--- begin ---
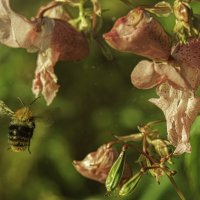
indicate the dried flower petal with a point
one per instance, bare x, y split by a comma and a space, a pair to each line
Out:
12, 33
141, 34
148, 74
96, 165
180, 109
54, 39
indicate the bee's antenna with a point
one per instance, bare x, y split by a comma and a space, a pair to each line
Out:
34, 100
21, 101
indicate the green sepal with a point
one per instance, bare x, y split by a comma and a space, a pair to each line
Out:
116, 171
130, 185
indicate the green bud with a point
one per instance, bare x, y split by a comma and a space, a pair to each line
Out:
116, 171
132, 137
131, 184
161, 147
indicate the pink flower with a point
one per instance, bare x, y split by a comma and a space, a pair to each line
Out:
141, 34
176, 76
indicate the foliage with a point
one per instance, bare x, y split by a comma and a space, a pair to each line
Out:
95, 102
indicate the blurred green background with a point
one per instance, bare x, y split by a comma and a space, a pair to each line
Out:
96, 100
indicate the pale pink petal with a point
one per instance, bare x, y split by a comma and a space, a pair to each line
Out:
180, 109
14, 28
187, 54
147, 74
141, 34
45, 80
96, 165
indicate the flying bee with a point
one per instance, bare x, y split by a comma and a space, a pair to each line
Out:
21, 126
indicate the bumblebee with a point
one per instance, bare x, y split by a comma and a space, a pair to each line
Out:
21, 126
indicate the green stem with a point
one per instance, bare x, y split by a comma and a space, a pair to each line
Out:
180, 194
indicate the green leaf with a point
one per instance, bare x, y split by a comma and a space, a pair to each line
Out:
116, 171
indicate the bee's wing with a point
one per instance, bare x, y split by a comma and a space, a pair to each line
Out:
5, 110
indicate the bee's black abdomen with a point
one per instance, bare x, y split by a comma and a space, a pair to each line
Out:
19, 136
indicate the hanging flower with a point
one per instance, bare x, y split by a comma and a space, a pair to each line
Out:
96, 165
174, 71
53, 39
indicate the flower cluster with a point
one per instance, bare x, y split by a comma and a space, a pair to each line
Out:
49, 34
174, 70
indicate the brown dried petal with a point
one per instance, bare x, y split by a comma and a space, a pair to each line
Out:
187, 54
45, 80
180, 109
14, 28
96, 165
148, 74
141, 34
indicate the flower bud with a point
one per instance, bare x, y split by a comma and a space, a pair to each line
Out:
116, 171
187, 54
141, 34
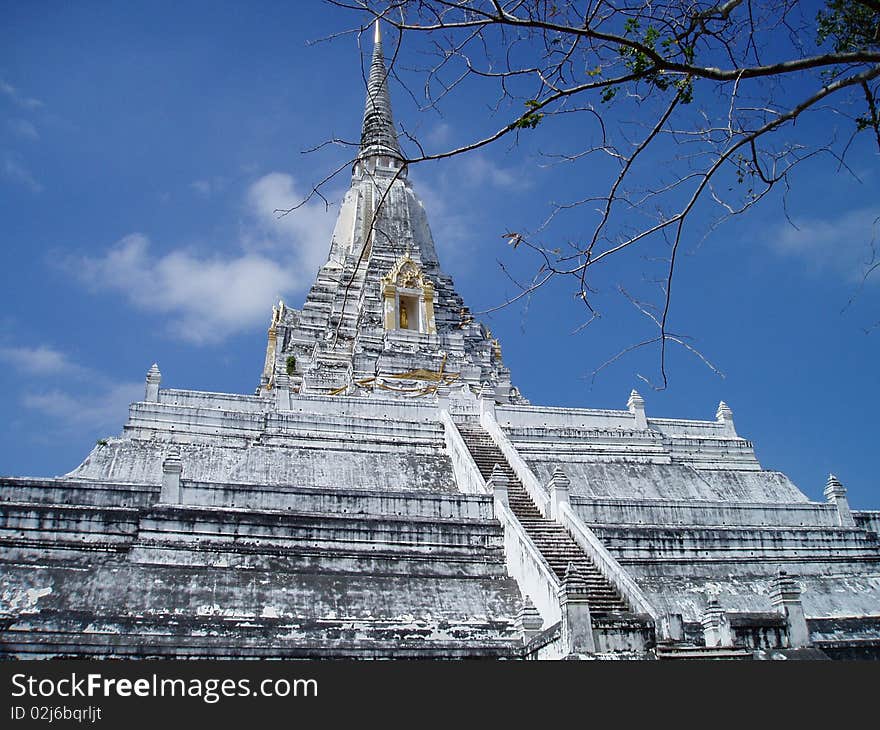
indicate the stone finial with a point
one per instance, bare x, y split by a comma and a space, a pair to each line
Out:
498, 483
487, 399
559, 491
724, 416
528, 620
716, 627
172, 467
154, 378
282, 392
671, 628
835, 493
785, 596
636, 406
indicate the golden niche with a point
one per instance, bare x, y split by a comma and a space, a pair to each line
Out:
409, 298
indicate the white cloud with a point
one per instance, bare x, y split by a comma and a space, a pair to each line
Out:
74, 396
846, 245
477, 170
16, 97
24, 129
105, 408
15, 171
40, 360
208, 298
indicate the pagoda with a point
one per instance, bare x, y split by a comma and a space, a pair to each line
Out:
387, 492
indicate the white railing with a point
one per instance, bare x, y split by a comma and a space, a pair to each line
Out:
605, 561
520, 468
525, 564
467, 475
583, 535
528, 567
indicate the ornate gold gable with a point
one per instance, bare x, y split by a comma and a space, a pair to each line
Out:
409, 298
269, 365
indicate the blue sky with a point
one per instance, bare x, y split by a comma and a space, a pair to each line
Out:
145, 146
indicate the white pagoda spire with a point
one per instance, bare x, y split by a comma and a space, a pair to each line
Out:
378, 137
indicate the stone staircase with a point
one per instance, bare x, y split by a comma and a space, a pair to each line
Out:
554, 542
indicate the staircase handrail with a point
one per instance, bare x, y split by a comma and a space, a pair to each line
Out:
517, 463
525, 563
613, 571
--- end ---
**Problem requirements:**
Write out everything from the line containing "indicate the stone staircase with a point" down to the end of the items again, swapping "staircase" for "stairway" and leaving all else the same.

**Response:**
indicate the stone stairway with a point
one per instance, bare x, y split by a comma and a space, a pair to each line
Out:
554, 542
indicate the stairway handrail with a point
one per instance, bare x, y split by a comma and a space, a pair to each line
Out:
517, 463
525, 563
613, 571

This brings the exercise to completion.